Task statement
Everything from the line containing "Keypoint placement: for each instance of the wooden" through the last line of the data below is to be retyped exactly, apart from the pictures.
--- START Extracted entries ---
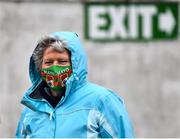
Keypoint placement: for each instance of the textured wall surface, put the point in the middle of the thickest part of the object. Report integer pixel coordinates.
(146, 75)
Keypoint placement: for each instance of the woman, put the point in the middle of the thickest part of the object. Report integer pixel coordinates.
(61, 102)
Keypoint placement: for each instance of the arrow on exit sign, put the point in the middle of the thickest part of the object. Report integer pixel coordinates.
(110, 21)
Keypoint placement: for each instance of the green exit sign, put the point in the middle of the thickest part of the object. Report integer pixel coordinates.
(112, 21)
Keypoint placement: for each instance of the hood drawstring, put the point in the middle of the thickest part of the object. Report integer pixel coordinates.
(51, 115)
(76, 77)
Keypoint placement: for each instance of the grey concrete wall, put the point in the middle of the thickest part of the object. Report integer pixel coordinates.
(146, 75)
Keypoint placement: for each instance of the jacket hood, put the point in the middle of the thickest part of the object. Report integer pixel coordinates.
(78, 63)
(78, 57)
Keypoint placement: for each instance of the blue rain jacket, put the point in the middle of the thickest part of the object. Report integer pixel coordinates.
(87, 110)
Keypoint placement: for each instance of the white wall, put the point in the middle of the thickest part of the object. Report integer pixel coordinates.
(146, 75)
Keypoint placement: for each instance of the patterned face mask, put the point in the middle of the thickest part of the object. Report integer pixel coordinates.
(56, 76)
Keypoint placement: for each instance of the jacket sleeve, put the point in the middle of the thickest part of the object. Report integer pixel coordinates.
(20, 128)
(114, 122)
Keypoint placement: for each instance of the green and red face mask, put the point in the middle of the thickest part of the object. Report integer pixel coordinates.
(56, 76)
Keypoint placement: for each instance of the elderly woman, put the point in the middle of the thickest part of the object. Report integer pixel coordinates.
(61, 102)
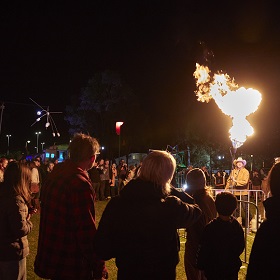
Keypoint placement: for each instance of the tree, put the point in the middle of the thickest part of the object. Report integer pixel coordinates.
(105, 100)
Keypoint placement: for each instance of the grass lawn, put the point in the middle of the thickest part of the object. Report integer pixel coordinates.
(33, 237)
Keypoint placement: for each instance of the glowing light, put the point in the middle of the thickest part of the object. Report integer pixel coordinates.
(238, 103)
(49, 122)
(118, 127)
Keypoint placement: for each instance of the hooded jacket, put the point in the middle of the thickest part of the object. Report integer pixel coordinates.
(139, 229)
(14, 225)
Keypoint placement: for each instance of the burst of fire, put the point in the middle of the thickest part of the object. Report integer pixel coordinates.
(238, 103)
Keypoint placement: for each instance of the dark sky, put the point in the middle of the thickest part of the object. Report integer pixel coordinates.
(49, 52)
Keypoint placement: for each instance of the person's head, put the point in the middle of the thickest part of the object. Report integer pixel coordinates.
(18, 177)
(239, 162)
(83, 149)
(158, 167)
(195, 180)
(226, 203)
(274, 179)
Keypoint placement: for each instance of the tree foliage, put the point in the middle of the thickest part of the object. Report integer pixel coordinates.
(105, 100)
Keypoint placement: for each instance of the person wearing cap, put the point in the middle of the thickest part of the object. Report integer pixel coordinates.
(221, 260)
(196, 187)
(238, 181)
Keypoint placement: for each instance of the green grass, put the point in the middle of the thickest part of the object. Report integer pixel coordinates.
(33, 238)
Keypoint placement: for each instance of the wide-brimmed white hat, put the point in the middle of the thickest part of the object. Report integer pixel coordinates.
(239, 159)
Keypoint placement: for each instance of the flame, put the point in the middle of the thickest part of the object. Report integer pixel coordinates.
(238, 103)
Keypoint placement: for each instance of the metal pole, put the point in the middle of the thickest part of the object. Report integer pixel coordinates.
(8, 136)
(119, 146)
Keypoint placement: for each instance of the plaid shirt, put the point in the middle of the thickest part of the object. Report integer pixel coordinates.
(67, 226)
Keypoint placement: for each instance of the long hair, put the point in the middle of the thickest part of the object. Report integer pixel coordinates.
(17, 177)
(158, 167)
(82, 147)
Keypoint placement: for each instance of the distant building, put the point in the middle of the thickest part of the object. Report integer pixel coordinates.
(58, 152)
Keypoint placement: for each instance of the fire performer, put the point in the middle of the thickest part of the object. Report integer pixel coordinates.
(238, 180)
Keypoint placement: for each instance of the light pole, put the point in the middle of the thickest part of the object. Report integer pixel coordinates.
(26, 147)
(37, 134)
(118, 131)
(8, 136)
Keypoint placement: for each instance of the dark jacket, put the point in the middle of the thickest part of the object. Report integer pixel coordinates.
(264, 258)
(14, 225)
(139, 229)
(221, 245)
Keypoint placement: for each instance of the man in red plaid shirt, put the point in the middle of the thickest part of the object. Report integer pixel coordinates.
(67, 218)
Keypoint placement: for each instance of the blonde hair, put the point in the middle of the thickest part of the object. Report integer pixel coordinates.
(82, 147)
(18, 176)
(158, 167)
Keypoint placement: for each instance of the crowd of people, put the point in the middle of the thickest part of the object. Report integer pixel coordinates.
(139, 226)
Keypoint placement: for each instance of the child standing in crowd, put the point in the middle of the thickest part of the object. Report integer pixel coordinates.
(222, 242)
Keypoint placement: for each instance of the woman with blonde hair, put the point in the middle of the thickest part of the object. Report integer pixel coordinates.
(139, 227)
(15, 221)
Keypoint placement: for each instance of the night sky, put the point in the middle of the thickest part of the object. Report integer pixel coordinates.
(49, 52)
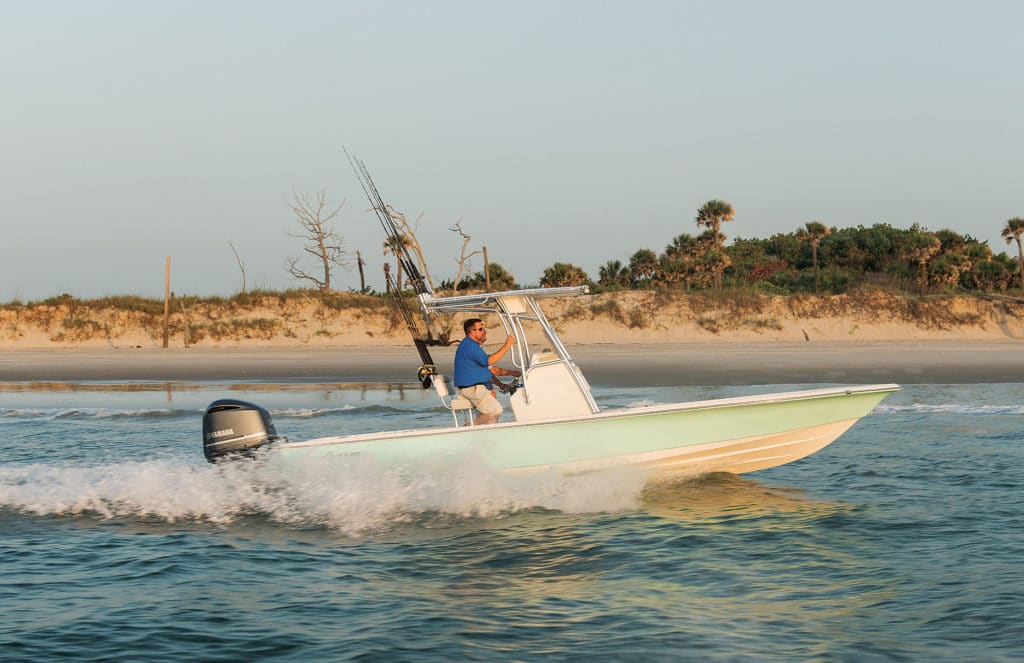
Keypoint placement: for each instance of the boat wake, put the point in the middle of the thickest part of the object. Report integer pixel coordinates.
(353, 497)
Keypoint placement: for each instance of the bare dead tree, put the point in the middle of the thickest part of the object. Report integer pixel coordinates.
(408, 231)
(242, 265)
(463, 256)
(363, 279)
(320, 238)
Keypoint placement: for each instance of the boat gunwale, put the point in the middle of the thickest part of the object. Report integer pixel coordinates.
(763, 399)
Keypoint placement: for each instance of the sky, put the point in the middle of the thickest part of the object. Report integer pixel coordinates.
(554, 131)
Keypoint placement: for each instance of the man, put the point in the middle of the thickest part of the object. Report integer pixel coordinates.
(475, 371)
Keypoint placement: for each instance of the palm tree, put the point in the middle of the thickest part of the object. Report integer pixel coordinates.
(563, 274)
(814, 232)
(921, 247)
(712, 214)
(1012, 233)
(613, 274)
(643, 266)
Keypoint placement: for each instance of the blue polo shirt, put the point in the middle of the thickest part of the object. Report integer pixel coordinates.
(471, 365)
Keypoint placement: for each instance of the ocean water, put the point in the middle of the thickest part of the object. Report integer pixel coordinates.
(903, 540)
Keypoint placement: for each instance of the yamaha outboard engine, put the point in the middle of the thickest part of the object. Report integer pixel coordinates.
(232, 427)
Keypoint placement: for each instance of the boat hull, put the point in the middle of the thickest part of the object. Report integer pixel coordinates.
(738, 436)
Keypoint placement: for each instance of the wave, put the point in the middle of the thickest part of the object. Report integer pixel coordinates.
(95, 413)
(949, 408)
(352, 495)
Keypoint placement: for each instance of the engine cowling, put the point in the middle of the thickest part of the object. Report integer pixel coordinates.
(236, 427)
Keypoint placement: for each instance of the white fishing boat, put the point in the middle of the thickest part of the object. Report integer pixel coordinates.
(556, 424)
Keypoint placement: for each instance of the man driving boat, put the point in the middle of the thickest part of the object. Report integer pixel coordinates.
(475, 371)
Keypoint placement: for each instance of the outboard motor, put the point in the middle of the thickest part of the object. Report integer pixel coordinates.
(233, 427)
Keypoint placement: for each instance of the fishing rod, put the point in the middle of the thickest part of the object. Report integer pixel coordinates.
(397, 243)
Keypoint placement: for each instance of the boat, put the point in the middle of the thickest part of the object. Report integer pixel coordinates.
(556, 423)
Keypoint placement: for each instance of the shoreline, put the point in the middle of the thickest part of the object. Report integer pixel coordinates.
(605, 365)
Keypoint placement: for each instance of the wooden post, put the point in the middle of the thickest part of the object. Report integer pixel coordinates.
(184, 314)
(167, 299)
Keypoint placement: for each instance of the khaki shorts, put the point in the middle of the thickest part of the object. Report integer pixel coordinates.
(482, 399)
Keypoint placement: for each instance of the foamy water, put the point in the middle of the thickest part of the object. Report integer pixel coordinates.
(902, 540)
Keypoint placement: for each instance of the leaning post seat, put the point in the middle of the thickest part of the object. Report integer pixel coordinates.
(456, 405)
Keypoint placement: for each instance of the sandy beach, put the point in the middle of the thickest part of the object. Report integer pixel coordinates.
(673, 364)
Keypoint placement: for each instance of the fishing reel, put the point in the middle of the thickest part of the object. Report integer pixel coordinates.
(425, 375)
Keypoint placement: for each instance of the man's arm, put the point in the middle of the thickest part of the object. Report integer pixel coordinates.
(497, 357)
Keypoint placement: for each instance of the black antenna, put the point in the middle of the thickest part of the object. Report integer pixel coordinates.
(411, 267)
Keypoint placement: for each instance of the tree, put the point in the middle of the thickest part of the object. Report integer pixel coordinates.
(920, 247)
(1012, 233)
(814, 232)
(712, 214)
(613, 274)
(562, 275)
(465, 254)
(320, 238)
(643, 266)
(501, 279)
(395, 246)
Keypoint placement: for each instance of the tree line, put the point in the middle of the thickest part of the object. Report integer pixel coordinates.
(812, 258)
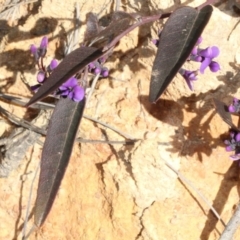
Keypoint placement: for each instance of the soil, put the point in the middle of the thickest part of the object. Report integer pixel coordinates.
(114, 191)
--- END Extracted entries ---
Finished answer
Keypoint placement: for each instance of the wooden post, put the point in the middle of the thickest part of the object. Report integer pixel coordinates.
(184, 314)
(167, 299)
Keypoint placement: for each instance of the khaki shorts, put the point in the middle of the thickest part of the object. Report integer pixel coordinates.
(482, 399)
Keypoint placement: for each instance of the foamy water, put the point in the middle of the thickest part of the object. Report integer pixel coordinates.
(902, 540)
Keypoint placement: for each instance of the leaning post seat, put the point in the middle of the thickest part of the object. Report integer pixel coordinates.
(456, 405)
Keypoint placement: for each instance of the sandy beach, put the point in the middle of the thickest part of the object. Report integer pixel coordinates.
(673, 364)
Keypoint placement: for each instance of the fishing reel, put the point in the middle of the thickest part of the object. Report integer pixel coordinates.
(425, 375)
Keypoint placement: for each instance of the man's arm, put the point in the middle of the thickest part of the object. Report integer pixel coordinates.
(497, 357)
Keypoint placement: for each instance of the black antenna, put the point in the middle of the thickest part of the object. Report integer pixel coordinates.
(411, 267)
Keypoint placement: for each instance of the tree, put the point in the middle of the thickest part of the object. Report integer pixel coordinates.
(920, 247)
(1012, 233)
(814, 232)
(712, 214)
(613, 274)
(562, 275)
(465, 254)
(320, 238)
(643, 266)
(501, 279)
(395, 246)
Keypoint placement: for each instance of the tree line, put the point in the middle of the thickest part of the object. Report integer pixel coordinates.
(812, 258)
Keypoint placement: for each instance of the soil, put the point in the middle of the thickest part of the object. Report integer pixel coordinates.
(114, 191)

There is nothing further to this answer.